EXCERPT PROVIDED:
════

The pluvial flood simulation was based on a 100-year return period and 30 min duration rainfall as a forcing scenario. Since the two geographical locations feature different climate conditions, the rainfall intensity corresponding to the 100-year return period rainfall was set based on the intensity–duration–frequency (IDF) curves for the UK and Hong Kong SAR regions, respectively. The IDF curve for the UK area is computed using the hourly rainfall data recorded at the rain gauge station of Seathwaite, northern England, and is downloaded from the MIDAS UK sub-hourly rainfall observation dataset (MIDAS, 2024). The adopted IDF curve for Hong Kong SAR is based on a report published by the Civil Engineering and Development Department of the Government of the Hong Kong Special Administrative Region (Tang and Cheung, 2011). Specifically, the 100-year return period rainfall intensity for a 30 min duration is 42 mm h−1 for Dataset 1 and 190 mm h−1 for Dataset 2. The simulated flood maps were evaluated by comparing their similarity to the flood map generated based on reference high-resolution DEM data. Both flood depth values and flood area coverage were assessed. The evaluation metrics used to measure flood depth values are MAE and MSE, and the metric for evaluating the flood areas is intersection over union (IoU), which is a widely adopted method for assessing the accuracy of a predicted area in comparison to the target area found in ground truth data (Rahman and Wang, 2016).

════

RAW DATA:
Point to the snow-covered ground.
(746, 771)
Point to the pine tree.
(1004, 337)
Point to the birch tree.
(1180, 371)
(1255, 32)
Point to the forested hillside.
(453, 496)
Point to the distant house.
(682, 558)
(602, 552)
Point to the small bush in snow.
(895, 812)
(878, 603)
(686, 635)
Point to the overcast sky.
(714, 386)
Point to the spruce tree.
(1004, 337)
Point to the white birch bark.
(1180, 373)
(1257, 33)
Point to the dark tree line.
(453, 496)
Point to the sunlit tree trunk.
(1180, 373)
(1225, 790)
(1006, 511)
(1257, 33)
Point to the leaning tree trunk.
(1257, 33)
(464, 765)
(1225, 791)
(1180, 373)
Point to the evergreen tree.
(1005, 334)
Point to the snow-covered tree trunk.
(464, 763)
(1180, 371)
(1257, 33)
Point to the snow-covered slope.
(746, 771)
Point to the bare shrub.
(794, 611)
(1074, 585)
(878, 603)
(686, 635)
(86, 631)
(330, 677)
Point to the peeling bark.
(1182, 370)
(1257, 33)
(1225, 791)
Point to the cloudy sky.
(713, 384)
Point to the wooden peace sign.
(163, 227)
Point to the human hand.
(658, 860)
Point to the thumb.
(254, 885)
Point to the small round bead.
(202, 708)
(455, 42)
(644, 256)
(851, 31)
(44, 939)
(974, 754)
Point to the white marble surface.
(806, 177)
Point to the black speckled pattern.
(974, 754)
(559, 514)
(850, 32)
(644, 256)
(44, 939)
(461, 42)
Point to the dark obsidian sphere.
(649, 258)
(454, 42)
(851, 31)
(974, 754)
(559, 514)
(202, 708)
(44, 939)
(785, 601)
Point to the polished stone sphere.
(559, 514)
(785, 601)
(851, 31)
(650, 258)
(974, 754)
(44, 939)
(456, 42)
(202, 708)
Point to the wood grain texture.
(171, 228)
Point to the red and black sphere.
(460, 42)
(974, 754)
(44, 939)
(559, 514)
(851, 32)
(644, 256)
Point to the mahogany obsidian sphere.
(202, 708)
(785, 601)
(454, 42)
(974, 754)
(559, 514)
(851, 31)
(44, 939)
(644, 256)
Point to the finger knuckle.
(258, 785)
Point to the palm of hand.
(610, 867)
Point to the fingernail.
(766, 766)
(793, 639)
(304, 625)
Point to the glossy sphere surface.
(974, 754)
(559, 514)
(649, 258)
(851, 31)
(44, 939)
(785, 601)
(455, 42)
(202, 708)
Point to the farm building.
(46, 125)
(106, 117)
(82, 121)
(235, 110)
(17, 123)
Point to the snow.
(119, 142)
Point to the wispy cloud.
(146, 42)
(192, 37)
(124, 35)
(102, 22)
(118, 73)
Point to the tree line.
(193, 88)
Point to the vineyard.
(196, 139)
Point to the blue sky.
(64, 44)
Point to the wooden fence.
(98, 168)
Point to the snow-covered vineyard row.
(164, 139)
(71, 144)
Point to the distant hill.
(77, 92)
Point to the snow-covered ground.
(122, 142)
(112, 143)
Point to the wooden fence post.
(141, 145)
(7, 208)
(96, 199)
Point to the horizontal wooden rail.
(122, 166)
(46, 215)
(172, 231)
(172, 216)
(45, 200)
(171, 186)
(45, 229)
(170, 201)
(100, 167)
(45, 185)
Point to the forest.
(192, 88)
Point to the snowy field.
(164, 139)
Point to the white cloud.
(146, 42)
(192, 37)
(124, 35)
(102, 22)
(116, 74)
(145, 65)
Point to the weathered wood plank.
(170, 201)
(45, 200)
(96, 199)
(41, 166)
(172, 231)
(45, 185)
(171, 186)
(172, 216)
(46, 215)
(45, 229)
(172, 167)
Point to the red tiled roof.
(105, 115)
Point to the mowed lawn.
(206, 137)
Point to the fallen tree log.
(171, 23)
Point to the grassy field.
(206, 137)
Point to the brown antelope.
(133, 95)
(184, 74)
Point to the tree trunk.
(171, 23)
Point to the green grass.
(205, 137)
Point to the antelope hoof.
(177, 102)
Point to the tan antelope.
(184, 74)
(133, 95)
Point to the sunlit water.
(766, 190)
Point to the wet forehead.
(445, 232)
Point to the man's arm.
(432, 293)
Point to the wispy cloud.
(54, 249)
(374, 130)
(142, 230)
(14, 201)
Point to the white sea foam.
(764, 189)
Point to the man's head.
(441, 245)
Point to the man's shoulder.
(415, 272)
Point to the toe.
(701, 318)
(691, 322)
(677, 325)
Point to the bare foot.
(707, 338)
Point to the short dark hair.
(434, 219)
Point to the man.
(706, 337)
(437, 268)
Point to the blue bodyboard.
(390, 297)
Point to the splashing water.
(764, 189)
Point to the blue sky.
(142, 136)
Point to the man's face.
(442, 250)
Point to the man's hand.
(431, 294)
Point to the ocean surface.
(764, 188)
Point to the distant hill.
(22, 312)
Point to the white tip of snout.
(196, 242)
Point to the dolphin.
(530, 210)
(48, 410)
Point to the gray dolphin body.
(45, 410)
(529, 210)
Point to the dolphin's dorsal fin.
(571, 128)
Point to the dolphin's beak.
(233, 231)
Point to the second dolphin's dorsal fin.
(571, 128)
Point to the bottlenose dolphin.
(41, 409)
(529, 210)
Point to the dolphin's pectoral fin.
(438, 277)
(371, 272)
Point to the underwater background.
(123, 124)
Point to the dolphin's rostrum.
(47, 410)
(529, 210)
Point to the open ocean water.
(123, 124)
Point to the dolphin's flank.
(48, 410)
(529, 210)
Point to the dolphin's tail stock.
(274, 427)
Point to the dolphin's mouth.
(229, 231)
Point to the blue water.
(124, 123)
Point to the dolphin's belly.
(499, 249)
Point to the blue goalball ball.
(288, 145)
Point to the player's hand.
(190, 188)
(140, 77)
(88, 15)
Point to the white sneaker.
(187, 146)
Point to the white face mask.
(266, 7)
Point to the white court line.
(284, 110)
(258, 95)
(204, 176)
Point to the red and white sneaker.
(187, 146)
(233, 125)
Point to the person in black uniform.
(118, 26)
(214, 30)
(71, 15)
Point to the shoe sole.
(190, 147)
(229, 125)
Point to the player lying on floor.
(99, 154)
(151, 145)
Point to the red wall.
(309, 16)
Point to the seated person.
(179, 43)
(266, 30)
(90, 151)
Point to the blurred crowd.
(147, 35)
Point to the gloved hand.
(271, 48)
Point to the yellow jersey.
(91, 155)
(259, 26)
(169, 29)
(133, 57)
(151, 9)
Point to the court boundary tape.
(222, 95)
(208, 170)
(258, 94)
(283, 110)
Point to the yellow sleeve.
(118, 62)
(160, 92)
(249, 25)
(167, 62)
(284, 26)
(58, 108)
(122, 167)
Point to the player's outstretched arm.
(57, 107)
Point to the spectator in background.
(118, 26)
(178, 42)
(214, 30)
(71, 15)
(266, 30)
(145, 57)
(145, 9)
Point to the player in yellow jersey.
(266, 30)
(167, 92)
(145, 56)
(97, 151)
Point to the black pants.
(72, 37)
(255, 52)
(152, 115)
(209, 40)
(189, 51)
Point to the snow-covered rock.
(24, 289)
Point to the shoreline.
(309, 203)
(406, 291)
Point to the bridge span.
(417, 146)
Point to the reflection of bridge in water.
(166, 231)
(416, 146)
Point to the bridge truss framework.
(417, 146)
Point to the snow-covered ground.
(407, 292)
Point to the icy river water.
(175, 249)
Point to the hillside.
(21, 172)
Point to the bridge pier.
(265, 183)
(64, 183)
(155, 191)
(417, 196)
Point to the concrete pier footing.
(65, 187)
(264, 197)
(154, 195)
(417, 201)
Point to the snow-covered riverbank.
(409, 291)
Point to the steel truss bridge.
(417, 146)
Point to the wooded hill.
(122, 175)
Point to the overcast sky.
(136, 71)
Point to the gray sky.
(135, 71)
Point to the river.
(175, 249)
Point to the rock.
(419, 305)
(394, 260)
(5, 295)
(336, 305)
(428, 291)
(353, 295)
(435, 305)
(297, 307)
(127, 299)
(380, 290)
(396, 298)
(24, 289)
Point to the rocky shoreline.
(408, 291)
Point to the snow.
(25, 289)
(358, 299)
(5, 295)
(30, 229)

════

Continue the passage on pluvial flood simulation, starting after its last sentence.

TASK RESPONSE:
4.1 DEM super-resolution method
The experimental results of the comparison between the proposed DEM super-resolution method and the baseline methods are presented in Table 2, including the comparisons in both datasets. For Dataset 1, the RCAN-MS method demonstrates a marked improvement over the bicubic method, reducing the MAE from 3.0 to 2.2 m (−26.7 %) and the MSE from 19.0 to 8.7 m2 (−54.2 %). This enhancement is also reflected in the values of PSNR (+9.9 %) and SSIM (+34.8 %), suggesting a substantially improved fit to the target high-resolution DEM. Similarly, Dataset 2 results reveal that RCAN-MS significantly outperforms the bicubic interpolation method, with the MAE sharply decreasing from 9.9 to 5.9 m (−40.4 %) and the MSE from 186.0 to 67.6 m2 (−63.7 %). The RCAN method, serving as the backbone method for RCAN-MS, shows better results than the other deep-learning-based methods, SRCNN and VDSR, across both datasets, underscoring the superior performance of the RCAN-based architecture in the task of DEM resolution enhancement. Specifically, for Dataset 1, RCAN has an MAE of 2.60 m and an MSE of 12.9 m2, which are better than those for SRCNN and VDSR. In Dataset 2, RCAN achieves an MAE of 6.4 m and an MSE of 83.5 m2, further confirming its robustness. The performance superiority of the proposed RCAN-MS method is evident across all metrics in both datasets, demonstrating its enhanced capability in generating high-fidelity super-resolution DEM data. This is exemplified by the significant reductions in MAE and MSE and the corresponding increase in PNSR and SSIM values.
Table 2Evaluation results of all the tested DEM resolution enhancement methods on two test sets with different geographical locations. The values in bold represent the best value for each evaluation metric.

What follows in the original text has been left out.